BEGIN Input material

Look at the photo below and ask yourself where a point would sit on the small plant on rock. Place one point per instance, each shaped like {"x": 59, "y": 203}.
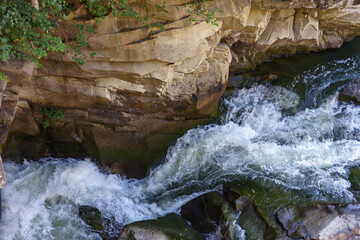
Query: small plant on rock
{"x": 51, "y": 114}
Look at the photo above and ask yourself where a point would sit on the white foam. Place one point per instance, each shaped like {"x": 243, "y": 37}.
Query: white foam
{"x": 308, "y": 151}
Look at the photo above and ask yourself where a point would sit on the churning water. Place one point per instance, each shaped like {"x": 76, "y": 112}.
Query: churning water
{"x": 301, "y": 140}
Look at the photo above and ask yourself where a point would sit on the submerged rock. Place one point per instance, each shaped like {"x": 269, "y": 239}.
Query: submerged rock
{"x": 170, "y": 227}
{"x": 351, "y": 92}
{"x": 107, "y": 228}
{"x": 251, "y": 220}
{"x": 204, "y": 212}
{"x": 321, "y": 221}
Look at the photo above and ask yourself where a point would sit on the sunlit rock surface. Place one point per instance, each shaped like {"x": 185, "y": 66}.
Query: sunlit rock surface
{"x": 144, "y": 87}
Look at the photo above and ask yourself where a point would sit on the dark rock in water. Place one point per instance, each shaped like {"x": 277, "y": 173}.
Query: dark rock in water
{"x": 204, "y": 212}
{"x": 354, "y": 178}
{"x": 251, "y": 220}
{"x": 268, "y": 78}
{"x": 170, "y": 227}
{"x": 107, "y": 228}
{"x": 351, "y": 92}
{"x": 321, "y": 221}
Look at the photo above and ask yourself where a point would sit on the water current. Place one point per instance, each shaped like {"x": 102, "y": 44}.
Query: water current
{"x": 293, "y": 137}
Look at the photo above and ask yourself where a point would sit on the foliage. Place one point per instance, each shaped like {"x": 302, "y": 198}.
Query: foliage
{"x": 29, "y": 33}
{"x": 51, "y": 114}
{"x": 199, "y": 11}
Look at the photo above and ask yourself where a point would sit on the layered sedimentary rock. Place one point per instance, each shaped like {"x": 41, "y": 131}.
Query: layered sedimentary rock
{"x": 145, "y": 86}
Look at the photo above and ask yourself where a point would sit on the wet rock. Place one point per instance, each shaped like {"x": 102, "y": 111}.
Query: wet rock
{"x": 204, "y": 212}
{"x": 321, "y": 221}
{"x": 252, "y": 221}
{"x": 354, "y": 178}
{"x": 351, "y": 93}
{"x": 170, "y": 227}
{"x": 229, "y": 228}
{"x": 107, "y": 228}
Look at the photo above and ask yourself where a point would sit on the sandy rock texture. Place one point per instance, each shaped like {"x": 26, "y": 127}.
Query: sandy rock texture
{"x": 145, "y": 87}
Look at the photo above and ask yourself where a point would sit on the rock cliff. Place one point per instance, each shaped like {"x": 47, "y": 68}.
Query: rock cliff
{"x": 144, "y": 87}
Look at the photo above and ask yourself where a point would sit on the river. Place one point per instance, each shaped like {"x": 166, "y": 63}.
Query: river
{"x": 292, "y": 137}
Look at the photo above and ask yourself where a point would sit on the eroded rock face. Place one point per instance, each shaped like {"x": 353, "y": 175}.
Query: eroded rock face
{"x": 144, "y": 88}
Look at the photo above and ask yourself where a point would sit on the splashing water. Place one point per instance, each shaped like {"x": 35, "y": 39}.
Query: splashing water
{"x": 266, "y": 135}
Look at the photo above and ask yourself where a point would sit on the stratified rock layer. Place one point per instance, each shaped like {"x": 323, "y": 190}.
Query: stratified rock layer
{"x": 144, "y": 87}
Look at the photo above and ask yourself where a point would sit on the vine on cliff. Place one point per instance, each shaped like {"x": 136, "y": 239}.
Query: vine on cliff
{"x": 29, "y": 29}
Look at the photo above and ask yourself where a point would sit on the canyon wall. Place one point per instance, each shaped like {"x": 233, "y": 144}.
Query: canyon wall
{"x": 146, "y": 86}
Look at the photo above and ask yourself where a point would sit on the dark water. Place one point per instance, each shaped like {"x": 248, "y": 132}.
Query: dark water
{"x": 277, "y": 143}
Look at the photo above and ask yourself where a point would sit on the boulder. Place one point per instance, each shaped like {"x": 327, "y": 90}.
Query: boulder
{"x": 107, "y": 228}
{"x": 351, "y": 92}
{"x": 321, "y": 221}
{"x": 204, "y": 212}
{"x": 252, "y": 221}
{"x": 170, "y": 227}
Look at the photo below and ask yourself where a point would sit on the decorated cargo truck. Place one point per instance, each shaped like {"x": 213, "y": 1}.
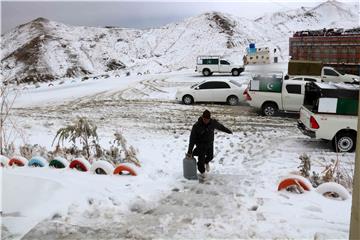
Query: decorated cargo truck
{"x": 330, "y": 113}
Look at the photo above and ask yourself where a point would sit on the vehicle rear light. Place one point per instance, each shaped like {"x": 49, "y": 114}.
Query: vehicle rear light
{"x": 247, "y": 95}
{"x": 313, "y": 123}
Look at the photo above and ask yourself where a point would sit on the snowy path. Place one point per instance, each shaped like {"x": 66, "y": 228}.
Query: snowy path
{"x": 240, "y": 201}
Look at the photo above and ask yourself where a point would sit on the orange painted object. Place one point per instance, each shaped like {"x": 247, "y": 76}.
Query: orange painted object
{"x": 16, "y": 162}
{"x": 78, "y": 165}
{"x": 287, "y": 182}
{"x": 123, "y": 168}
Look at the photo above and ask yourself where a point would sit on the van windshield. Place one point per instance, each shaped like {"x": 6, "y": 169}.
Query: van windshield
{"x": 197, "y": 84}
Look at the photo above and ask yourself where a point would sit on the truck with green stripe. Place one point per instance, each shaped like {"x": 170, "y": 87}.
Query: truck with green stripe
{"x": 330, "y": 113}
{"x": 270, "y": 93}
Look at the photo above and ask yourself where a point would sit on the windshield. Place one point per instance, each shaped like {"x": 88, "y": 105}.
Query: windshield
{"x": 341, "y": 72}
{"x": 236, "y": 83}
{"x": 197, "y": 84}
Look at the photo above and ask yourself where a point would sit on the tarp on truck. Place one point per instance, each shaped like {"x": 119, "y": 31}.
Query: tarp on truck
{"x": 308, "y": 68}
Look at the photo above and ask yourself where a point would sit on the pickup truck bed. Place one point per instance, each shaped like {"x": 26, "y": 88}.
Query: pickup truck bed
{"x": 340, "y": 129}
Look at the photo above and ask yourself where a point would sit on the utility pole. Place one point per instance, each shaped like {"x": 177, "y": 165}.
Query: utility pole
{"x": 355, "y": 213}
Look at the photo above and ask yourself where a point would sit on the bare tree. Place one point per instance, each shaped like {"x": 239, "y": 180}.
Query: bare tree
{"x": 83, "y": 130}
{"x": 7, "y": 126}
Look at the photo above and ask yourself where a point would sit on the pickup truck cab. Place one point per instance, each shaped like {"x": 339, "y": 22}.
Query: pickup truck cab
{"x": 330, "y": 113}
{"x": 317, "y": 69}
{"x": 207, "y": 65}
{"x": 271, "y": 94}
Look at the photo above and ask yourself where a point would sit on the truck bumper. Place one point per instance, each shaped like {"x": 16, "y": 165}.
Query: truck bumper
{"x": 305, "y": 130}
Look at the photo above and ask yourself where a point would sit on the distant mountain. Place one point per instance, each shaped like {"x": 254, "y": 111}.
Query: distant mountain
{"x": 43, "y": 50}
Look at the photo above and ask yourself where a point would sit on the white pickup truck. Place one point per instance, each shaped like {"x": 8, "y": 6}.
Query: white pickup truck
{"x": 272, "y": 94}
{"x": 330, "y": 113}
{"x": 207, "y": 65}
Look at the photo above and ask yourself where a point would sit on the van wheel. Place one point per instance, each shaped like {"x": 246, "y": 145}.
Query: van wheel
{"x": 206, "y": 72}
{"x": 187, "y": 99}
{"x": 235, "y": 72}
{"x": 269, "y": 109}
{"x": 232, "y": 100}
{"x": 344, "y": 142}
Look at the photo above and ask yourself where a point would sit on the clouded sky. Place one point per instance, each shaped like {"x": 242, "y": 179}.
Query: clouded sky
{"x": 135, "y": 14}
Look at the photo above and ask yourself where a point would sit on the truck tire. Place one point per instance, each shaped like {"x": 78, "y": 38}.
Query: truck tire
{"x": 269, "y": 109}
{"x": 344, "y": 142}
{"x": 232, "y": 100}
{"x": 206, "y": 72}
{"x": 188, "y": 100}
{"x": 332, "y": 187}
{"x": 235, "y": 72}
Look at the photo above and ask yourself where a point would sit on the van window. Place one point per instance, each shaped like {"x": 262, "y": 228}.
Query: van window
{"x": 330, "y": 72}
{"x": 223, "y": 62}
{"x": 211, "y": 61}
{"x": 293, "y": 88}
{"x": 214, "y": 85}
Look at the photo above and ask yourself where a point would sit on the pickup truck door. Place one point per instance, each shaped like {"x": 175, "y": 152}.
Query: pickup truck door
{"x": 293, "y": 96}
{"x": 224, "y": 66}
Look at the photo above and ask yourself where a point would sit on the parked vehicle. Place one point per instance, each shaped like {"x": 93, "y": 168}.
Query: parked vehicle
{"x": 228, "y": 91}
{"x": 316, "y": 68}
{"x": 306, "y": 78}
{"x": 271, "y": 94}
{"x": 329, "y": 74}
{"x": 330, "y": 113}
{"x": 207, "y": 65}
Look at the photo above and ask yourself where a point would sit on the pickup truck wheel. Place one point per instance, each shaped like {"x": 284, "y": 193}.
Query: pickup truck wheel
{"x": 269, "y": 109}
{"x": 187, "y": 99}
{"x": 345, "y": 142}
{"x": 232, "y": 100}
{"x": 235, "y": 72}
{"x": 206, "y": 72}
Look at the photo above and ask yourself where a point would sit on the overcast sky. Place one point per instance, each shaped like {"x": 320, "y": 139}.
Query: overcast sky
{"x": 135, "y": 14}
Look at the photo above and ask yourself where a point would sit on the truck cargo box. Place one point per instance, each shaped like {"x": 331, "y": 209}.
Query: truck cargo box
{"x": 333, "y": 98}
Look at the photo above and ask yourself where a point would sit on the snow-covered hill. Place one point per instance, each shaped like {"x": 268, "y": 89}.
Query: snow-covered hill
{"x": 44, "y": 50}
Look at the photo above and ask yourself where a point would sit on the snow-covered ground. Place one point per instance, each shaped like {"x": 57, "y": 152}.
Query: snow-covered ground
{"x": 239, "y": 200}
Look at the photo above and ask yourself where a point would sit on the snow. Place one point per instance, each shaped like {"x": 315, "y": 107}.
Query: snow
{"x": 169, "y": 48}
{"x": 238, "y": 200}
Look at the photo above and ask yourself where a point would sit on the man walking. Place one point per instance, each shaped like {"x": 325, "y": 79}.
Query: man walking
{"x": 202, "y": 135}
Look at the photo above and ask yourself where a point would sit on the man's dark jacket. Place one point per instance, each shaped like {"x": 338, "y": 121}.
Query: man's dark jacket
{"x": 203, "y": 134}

END Input material

Print exactly the lines above, between the one holding "Query: bare tree" and the one holding "the van window.", inclusive, and nothing besides.

Solution to this exercise:
Query: bare tree
{"x": 83, "y": 130}
{"x": 7, "y": 126}
Look at the photo above and ask yourself where a point would sit on the pickup truck cab. Place one point per instance, each shaped like {"x": 339, "y": 22}.
Query: pickup truck cab
{"x": 330, "y": 113}
{"x": 317, "y": 69}
{"x": 207, "y": 65}
{"x": 271, "y": 94}
Look at the photo above and ask yourself where a point would sit on the truck bumper. Place one point per instance, each shaped like {"x": 16, "y": 165}.
Query: truck bumper
{"x": 305, "y": 130}
Look at the photo above and ask yourself where a point would sit on the distant mountain. Place one point per instance, each shaped like {"x": 254, "y": 111}.
Query: distant mountain
{"x": 43, "y": 50}
Look at the photo above and ask yourself where a point would sit on the white pickup truck. Place one point per instance, each shaped like {"x": 8, "y": 6}.
Query: white pickup truck
{"x": 272, "y": 94}
{"x": 330, "y": 113}
{"x": 207, "y": 65}
Look at the photo above and ask yourself where a point would sit on the van wheel. Place one point per instance, each shaped like {"x": 246, "y": 145}.
Query: van wheel
{"x": 206, "y": 72}
{"x": 187, "y": 99}
{"x": 235, "y": 72}
{"x": 269, "y": 109}
{"x": 232, "y": 100}
{"x": 344, "y": 142}
Look at the photo above and ask yourself where a point would sit on the clouded sky. Place one point per instance, each shaped like {"x": 242, "y": 179}.
Query: clouded sky
{"x": 135, "y": 14}
Look at the photo above and ask yourself where a point would sit on the truck tire. Place one point per instance, each shaped like {"x": 78, "y": 38}.
Query: truck tire
{"x": 269, "y": 109}
{"x": 344, "y": 142}
{"x": 232, "y": 100}
{"x": 206, "y": 72}
{"x": 188, "y": 100}
{"x": 332, "y": 187}
{"x": 235, "y": 72}
Look at the photo above and ask yourself where a point would sit on the van window. Place one point per instance, each shaped like {"x": 262, "y": 228}.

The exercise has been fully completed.